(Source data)
>>>>>

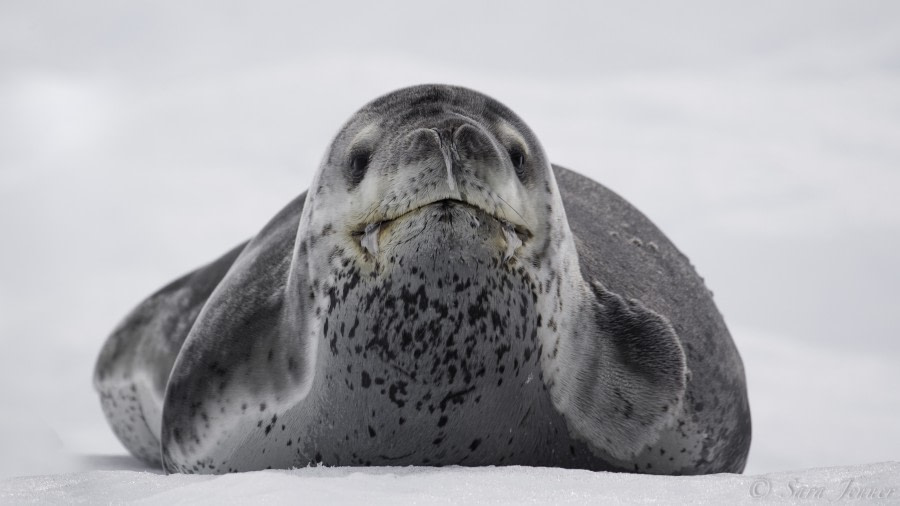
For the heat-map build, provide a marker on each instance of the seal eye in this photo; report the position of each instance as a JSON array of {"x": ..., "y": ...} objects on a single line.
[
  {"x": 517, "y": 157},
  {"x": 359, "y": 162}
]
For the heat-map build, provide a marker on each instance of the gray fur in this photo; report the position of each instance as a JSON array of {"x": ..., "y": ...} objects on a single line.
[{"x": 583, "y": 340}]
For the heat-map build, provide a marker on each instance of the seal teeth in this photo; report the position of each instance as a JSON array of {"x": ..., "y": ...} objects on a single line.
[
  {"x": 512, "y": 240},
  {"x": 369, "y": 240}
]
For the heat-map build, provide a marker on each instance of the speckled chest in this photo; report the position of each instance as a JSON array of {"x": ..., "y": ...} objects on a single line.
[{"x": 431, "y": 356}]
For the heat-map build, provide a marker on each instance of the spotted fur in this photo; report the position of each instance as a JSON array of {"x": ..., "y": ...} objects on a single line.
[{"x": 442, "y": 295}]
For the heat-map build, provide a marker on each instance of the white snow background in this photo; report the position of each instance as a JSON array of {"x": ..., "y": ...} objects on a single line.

<<<<<

- EXERCISE -
Give the lines of the entries above exactly as they appear, leaving out each picture.

- SOLUTION FOR THIS TASK -
For the heat-map build, provide a marker on each instance of the seal eye in this photo; report the position of each instance as a JSON array of {"x": ..., "y": ...} objects on a single line.
[
  {"x": 517, "y": 157},
  {"x": 359, "y": 162}
]
For the heat-map build, provide a marker on each instance of the gray fur in this photo; report the position of each instance as a JSON array of {"x": ..., "y": ...} objects on a single line.
[{"x": 583, "y": 340}]
For the heat-map build, provide a marker on each instance of the seal teeth in this photo; report the position of each instance as a JSON array of {"x": ..., "y": ...} objects on a single line.
[
  {"x": 512, "y": 240},
  {"x": 369, "y": 240}
]
For the heat-map build, provide a marker on each instance of the speckled chest in this photo; report the position of each instance as a JSON array of {"x": ..., "y": ...} objects on a single line.
[{"x": 431, "y": 356}]
For the heat-map build, provide a marker on each instance of the spotted fur in this photo; report the position of each instance as a JSON array of {"x": ..., "y": ...} objects on a single line.
[{"x": 442, "y": 295}]
For the heat-map build, provide a marker on each instance of the white snow background in this photo; report the position of each instance as a JSON array of {"x": ..., "y": ...} objects on a single line.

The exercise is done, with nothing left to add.